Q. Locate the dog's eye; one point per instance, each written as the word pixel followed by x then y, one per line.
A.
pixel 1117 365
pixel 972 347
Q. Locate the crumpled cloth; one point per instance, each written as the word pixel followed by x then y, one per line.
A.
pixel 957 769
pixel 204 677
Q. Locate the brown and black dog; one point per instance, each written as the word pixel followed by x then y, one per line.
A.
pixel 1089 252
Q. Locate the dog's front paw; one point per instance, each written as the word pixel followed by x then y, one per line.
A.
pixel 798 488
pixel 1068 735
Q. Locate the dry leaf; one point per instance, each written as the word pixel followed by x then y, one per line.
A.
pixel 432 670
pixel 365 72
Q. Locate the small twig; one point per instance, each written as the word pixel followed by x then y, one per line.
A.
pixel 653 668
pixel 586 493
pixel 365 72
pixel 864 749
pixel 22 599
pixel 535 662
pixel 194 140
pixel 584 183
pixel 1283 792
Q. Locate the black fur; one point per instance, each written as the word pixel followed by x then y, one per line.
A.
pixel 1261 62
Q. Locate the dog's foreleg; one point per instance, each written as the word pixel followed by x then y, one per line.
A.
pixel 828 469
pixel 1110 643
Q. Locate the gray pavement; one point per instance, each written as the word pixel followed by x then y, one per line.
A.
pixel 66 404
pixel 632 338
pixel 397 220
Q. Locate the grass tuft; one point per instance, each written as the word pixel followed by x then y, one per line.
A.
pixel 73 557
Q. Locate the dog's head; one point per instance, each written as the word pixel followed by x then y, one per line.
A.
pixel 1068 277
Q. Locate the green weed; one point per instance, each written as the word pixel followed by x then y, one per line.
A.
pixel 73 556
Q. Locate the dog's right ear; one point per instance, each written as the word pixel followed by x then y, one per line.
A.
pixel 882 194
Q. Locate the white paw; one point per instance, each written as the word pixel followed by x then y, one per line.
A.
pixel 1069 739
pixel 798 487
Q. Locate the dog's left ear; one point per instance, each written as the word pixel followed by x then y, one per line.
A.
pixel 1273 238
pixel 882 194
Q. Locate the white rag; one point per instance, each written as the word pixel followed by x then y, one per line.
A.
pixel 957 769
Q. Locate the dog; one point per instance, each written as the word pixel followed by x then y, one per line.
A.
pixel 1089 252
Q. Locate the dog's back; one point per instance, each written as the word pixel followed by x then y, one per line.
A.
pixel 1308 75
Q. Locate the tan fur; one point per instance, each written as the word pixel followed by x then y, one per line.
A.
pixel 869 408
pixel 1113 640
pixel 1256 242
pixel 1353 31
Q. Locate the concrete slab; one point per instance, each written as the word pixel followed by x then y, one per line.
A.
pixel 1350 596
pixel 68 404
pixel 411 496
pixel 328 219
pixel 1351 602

= = = = =

Exercise task —
Copy out every item above, line for line, with no changes.

Written solution —
Q. Locate the dog's eye; one point per instance, each written as the word pixel followed by x then y, one per line.
A.
pixel 1117 365
pixel 972 347
Q. Locate the crumpled cloth; one point per instance, each written as the word pixel followed by x then y, one per line.
A.
pixel 957 769
pixel 204 677
Q. Locate the brown and black dog; one point per instance, each written as the word pixel followed by x then y, one per line.
A.
pixel 1089 252
Q. Locate the dog's front paw; one point per instance, each written as the word pixel followed by x then y, one per line.
A.
pixel 798 488
pixel 1068 735
Q. Locate the dry leaf; one point per instance, each written as the word pixel followed by x then y, one per line.
A.
pixel 432 670
pixel 365 72
Q. Locate the small twig; one point per instance, each written as the word pixel followed by x then y, one per line.
A.
pixel 653 668
pixel 586 493
pixel 365 72
pixel 864 749
pixel 22 599
pixel 535 662
pixel 194 140
pixel 584 183
pixel 1283 792
Q. Locate the black fur; one point per instance, each written as the word pixel followed by x then y, one per line.
A.
pixel 1261 62
Q. Locate the dog's foreleg; one point per instance, each written as the word pixel followed by x then y, one per line.
A.
pixel 828 469
pixel 1110 643
Q. Locate the gray pavement; one point per instance, each written as the word pixel followed by x then y, one per line.
A.
pixel 66 404
pixel 632 338
pixel 397 220
Q. Locate the grass tuft; one point per instance, each written as the word pixel followed by x then y, one per line.
A.
pixel 73 557
Q. Locate the dog's head; one point per instance, each written as the word pixel followed by x then y, one per line.
A.
pixel 1068 277
Q. Locate the green weed; one point per instance, each written as the word pixel followed by x then y, one per line.
A.
pixel 73 556
Q. Locate the dog's right ear; one point per instance, each written as the word pixel followed by x then y, one per line.
A.
pixel 882 194
Q. Locate the white paw; one point per instance, each written as the word pixel followed by x then y, one per line.
A.
pixel 1069 739
pixel 798 487
Q. Locate the dog's left ear; one point per instance, each written as the word pixel followed by x then y, one per line.
A.
pixel 1273 238
pixel 882 194
Q. Locate the white rag; one point per instance, each written as the word pixel followed by x then y, one per line.
A.
pixel 957 769
Q. Locate the dog; one point per instance, each written as the word pixel followed by x then y, one per line.
A.
pixel 1089 252
Q. Locate the dog's back; one point per instance, each written as the word pixel followed by x then y, one per line.
A.
pixel 1308 75
Q. Locate the tan fur; one point per instance, each written as the word pixel followed by x then y, one per line.
A.
pixel 869 408
pixel 1113 640
pixel 1256 242
pixel 1353 31
Q. Locate the concrete slab; one point per instance, each written as the word pixel followed by x then y, one per line.
A.
pixel 1350 596
pixel 68 404
pixel 411 496
pixel 328 219
pixel 1351 602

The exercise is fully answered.